[Passage provided]:

Daily AI Digest

Daily AI Digest

A GitHub Actions workflow that builds one Markdown file per day under _daily/ from a curated list of AI RSS / arXiv sources, with each item summarised by an LLM (OpenRouter, DeepSeek primary / fallback).

Published on the site at https://runguoli.com/daily/, with an RSS feed at https://runguoli.com/daily.xml.

Files

PathPurpose
scripts/daily/build_digest.pyFetches sources, calls the LLM, writes the daily markdown.
scripts/daily/sources.ymlSources and their sections. Edit to add / remove feeds.
scripts/daily/requirements.txtPython dependencies pinned for CI.
scripts/daily/state.jsonMaintained automatically — seen article GUIDs to prevent duplicates. Do not edit by hand.
.github/workflows/daily-digest.ymlCron workflow (03:00 UTC+8) and manual trigger.
_daily/YYYY-MM-DD.mdGenerated digests; committed by the bot.
_layouts/daily.htmlJekyll layout for a single day.
_pages/daily.htmlIndex page listing the most recent digests.
daily.xmlRSS feed of the last 30 digests.

[Exercise data]:
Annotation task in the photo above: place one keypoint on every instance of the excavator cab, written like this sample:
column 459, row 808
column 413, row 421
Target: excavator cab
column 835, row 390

[Exercise objective]:
Write the next part of the Daily AI Digest text, picking up right after its table of files. The records play no part in the work that comes next.

[Exercise answer]:
First-time setup (once)

  1. Go to repo → Settings → Secrets and variables → Actions → New repository secret.
  2. Name: OPENROUTER_API_KEY
    Value: your full OpenRouter key (starts with sk-or-v1-…).
  3. Save.

That’s it — the nightly schedule will take over.

Trigger a run manually

  1. GitHub → Actions tab → Daily AI Digest.
  2. Run workflow. Optional inputs:
    • dry_run = true: skip all LLM calls, emit stub summaries. Useful to verify the plumbing without spending tokens.
    • digest_date: override the date (e.g. 2026-05-11).
  3. The workflow commits _daily/<date>.md and an updated scripts/daily/state.json. GitHub Pages redeploys automatically.

Editing the sources

Open scripts/daily/sources.yml:

  • sections: controls the grouping headers and order on the rendered page.
  • sources: is a list; each entry has a kind (rss or arxiv) and a section.
  • For RSS sources, set fetch_full_text: true to scrape the article body with trafilatura before summarising. Skip it for feeds whose summary already has enough text (e.g. short announcements).
  • For arXiv sources, set the category (cs.AI, cs.LG, cs.CL, …) and a lookback_hours window.

Changes take effect at the next scheduled run.

Cost and rate limits

With ~100-150 items/day × ~500 tokens avg, the daily OpenRouter bill on deepseek/deepseek-chat stays under $0.10/day (roughly $3/month). Set a monthly spend limit on OpenRouter to be safe.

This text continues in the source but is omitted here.